Spatial annotation records

## BEGIN

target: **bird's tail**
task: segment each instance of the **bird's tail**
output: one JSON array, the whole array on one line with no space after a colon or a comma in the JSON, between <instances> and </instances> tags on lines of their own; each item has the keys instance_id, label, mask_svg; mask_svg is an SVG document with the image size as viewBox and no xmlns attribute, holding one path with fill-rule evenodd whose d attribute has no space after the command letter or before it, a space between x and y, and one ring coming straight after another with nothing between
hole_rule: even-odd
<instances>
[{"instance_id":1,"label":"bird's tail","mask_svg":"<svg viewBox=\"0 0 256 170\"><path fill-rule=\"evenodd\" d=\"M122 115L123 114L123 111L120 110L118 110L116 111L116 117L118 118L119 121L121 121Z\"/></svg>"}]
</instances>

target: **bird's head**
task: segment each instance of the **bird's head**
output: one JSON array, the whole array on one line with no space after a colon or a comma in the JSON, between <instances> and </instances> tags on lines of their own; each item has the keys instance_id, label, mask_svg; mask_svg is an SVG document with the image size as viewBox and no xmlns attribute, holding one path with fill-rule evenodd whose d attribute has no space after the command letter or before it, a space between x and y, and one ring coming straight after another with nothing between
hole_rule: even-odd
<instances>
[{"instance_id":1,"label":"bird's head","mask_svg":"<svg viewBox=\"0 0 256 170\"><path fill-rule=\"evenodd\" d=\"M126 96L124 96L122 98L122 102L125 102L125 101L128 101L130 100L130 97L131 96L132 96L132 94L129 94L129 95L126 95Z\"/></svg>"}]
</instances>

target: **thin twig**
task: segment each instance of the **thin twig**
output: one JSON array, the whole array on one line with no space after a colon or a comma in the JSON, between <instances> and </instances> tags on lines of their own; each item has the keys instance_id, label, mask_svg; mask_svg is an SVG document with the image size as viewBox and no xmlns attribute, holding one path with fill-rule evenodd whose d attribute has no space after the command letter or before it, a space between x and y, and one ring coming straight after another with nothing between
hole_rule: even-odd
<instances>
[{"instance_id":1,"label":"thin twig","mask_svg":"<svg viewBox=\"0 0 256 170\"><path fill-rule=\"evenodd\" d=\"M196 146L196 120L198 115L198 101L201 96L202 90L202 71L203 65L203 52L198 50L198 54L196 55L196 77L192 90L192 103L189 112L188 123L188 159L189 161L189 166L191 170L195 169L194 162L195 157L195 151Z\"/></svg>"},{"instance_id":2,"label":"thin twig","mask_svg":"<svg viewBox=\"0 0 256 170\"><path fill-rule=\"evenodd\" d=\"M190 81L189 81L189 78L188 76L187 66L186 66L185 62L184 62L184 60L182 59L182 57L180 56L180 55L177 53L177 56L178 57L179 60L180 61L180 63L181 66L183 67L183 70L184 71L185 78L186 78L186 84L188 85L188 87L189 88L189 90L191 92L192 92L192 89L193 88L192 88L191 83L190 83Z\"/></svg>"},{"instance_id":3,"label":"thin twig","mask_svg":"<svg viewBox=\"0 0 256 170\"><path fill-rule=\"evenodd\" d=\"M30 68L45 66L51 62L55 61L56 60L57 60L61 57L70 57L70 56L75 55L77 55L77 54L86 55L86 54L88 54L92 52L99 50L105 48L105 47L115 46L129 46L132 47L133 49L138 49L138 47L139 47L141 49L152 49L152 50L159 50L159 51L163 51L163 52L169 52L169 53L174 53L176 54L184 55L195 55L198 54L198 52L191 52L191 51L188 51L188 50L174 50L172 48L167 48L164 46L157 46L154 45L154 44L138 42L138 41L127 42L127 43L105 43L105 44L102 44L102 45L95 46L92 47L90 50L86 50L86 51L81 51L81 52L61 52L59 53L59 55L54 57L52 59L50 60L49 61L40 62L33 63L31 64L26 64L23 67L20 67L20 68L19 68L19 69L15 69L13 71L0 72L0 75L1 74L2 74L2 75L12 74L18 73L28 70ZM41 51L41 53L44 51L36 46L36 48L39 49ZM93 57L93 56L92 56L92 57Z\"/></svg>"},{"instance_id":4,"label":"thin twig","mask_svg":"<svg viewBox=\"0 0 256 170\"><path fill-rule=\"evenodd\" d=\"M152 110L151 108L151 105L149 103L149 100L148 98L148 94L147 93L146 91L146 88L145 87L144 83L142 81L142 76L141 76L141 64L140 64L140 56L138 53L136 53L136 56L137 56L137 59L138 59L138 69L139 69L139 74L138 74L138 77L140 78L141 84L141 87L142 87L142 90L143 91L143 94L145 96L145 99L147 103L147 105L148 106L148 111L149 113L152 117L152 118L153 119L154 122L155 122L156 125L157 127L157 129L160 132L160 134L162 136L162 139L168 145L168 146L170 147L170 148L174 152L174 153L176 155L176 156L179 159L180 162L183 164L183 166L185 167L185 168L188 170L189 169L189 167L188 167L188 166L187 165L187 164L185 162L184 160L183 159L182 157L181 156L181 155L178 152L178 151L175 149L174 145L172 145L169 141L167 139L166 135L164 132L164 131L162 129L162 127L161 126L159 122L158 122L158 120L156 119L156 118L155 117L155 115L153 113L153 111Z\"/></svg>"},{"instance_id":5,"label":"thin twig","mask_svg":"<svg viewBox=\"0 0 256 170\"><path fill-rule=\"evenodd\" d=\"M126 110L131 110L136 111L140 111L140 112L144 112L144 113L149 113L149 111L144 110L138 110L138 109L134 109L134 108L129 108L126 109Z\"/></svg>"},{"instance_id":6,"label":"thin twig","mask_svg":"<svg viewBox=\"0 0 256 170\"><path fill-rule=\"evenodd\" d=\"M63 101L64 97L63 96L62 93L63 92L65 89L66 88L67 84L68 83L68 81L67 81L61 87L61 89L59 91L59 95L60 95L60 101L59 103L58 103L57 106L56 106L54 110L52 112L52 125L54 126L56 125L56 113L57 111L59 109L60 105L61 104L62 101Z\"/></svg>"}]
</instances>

## END

■ SHORT EXERCISE
Rewrite every line of the items above as a JSON list of strings, with one string per line and blank lines omitted.

■ SOLVED PROBLEM
[
  "target: **bird's tail**",
  "task: segment each instance of the **bird's tail**",
  "output: one JSON array, the whole array on one line with no space after a colon or a comma in the JSON, between <instances> and </instances> tags on lines of their own; each item has the keys instance_id, label, mask_svg; mask_svg is an SVG document with the image size as viewBox and no xmlns attribute, holding one path with fill-rule evenodd whose d attribute has no space after the command letter or before it, a space between x and y, and one ring coming straight after another with nothing between",
  "hole_rule: even-odd",
  "<instances>",
  "[{\"instance_id\":1,\"label\":\"bird's tail\",\"mask_svg\":\"<svg viewBox=\\\"0 0 256 170\\\"><path fill-rule=\\\"evenodd\\\" d=\\\"M122 115L123 114L123 111L120 110L118 110L116 111L116 117L118 118L119 121L121 121Z\\\"/></svg>\"}]",
  "</instances>",
  "target: **bird's head**",
  "task: segment each instance of the **bird's head**",
  "output: one JSON array, the whole array on one line with no space after a colon or a comma in the JSON, between <instances> and </instances> tags on lines of their own; each item has the keys instance_id, label, mask_svg; mask_svg is an SVG document with the image size as viewBox and no xmlns attribute, holding one path with fill-rule evenodd whose d attribute has no space after the command letter or before it, a space between x and y, and one ring coming straight after another with nothing between",
  "hole_rule: even-odd",
  "<instances>",
  "[{\"instance_id\":1,\"label\":\"bird's head\",\"mask_svg\":\"<svg viewBox=\\\"0 0 256 170\\\"><path fill-rule=\\\"evenodd\\\" d=\\\"M126 96L124 96L122 98L122 102L125 102L125 101L128 101L130 100L130 97L131 96L132 96L132 94L129 94L129 95L126 95Z\\\"/></svg>\"}]",
  "</instances>",
  "target: **thin twig**",
  "task: segment each instance of the **thin twig**",
  "output: one JSON array, the whole array on one line with no space after a colon or a comma in the JSON, between <instances> and </instances> tags on lines of their own; each item has the keys instance_id, label, mask_svg; mask_svg is an SVG document with the image size as viewBox and no xmlns attribute, holding one path with fill-rule evenodd whose d attribute has no space after the command letter or before it, a space between x and y, and one ring coming straight after another with nothing between",
  "hole_rule: even-odd",
  "<instances>",
  "[{\"instance_id\":1,\"label\":\"thin twig\",\"mask_svg\":\"<svg viewBox=\\\"0 0 256 170\\\"><path fill-rule=\\\"evenodd\\\" d=\\\"M196 146L196 120L198 115L198 101L201 96L202 90L202 71L203 65L203 52L198 50L198 54L196 55L196 77L192 90L192 103L189 112L188 123L188 159L189 161L189 166L191 170L195 169L194 162L195 157L195 151Z\\\"/></svg>\"},{\"instance_id\":2,\"label\":\"thin twig\",\"mask_svg\":\"<svg viewBox=\\\"0 0 256 170\\\"><path fill-rule=\\\"evenodd\\\" d=\\\"M190 81L189 81L189 78L188 76L187 66L186 66L185 62L184 62L184 60L182 59L182 57L180 56L180 55L177 53L177 56L178 57L179 60L180 61L180 63L181 66L183 67L183 70L184 71L185 78L186 78L186 84L188 85L188 87L189 88L189 90L191 92L192 92L192 89L193 88L192 88L191 83L190 83Z\\\"/></svg>\"},{\"instance_id\":3,\"label\":\"thin twig\",\"mask_svg\":\"<svg viewBox=\\\"0 0 256 170\\\"><path fill-rule=\\\"evenodd\\\" d=\\\"M30 68L45 66L51 62L55 61L56 60L57 60L61 57L70 57L70 56L75 55L77 55L77 54L86 55L86 54L88 54L92 52L99 50L105 48L105 47L115 46L129 46L132 47L133 49L138 49L138 47L139 47L141 49L152 49L152 50L159 50L159 51L163 51L163 52L169 52L169 53L174 53L176 54L184 55L195 55L198 54L198 52L191 52L191 51L188 51L188 50L174 50L172 48L167 48L164 46L157 46L154 45L154 44L138 42L138 41L127 42L127 43L105 43L105 44L102 44L102 45L95 46L92 47L90 50L86 50L86 51L81 51L81 52L61 52L59 53L59 55L54 57L52 59L50 60L49 61L40 62L33 63L31 64L26 64L23 67L20 67L20 68L19 68L19 69L15 69L13 71L0 72L0 75L1 74L2 74L2 75L12 74L18 73L28 70ZM41 51L41 53L44 51L36 46L36 48L39 49ZM93 57L93 56L92 56L92 57Z\\\"/></svg>\"},{\"instance_id\":4,\"label\":\"thin twig\",\"mask_svg\":\"<svg viewBox=\\\"0 0 256 170\\\"><path fill-rule=\\\"evenodd\\\" d=\\\"M152 110L151 108L151 105L149 103L149 100L148 98L148 94L147 93L146 91L146 88L145 87L144 83L142 81L142 76L141 76L141 64L140 64L140 56L138 53L136 53L136 56L137 56L137 59L138 59L138 69L139 69L139 74L138 74L138 77L140 78L141 84L141 87L142 87L142 90L143 91L143 94L145 96L145 99L147 103L147 105L148 106L148 111L149 113L152 117L152 118L153 119L154 122L155 122L156 125L157 127L157 129L160 132L160 134L162 136L162 139L168 145L168 146L170 147L170 148L174 152L174 153L176 155L176 156L179 159L180 162L183 164L183 166L185 167L185 168L188 170L189 169L189 167L188 167L188 166L187 165L187 164L185 162L184 160L183 159L182 157L181 156L181 155L178 152L178 151L175 149L174 145L172 145L169 141L167 139L166 135L164 132L164 131L162 129L162 127L161 126L159 122L158 122L158 120L156 119L156 118L155 117L155 115L153 113L153 111Z\\\"/></svg>\"},{\"instance_id\":5,\"label\":\"thin twig\",\"mask_svg\":\"<svg viewBox=\\\"0 0 256 170\\\"><path fill-rule=\\\"evenodd\\\" d=\\\"M126 110L131 110L136 111L140 111L140 112L144 112L144 113L149 113L149 111L144 110L138 110L138 109L134 109L134 108L129 108L126 109Z\\\"/></svg>\"},{\"instance_id\":6,\"label\":\"thin twig\",\"mask_svg\":\"<svg viewBox=\\\"0 0 256 170\\\"><path fill-rule=\\\"evenodd\\\" d=\\\"M63 101L64 97L63 96L62 93L63 92L65 89L66 88L67 84L68 83L68 81L67 81L61 87L61 89L59 91L59 95L60 95L60 101L59 103L58 103L57 106L56 106L54 110L52 112L52 125L54 126L56 125L56 113L57 111L59 109L60 105L61 104L62 101Z\\\"/></svg>\"}]",
  "</instances>"
]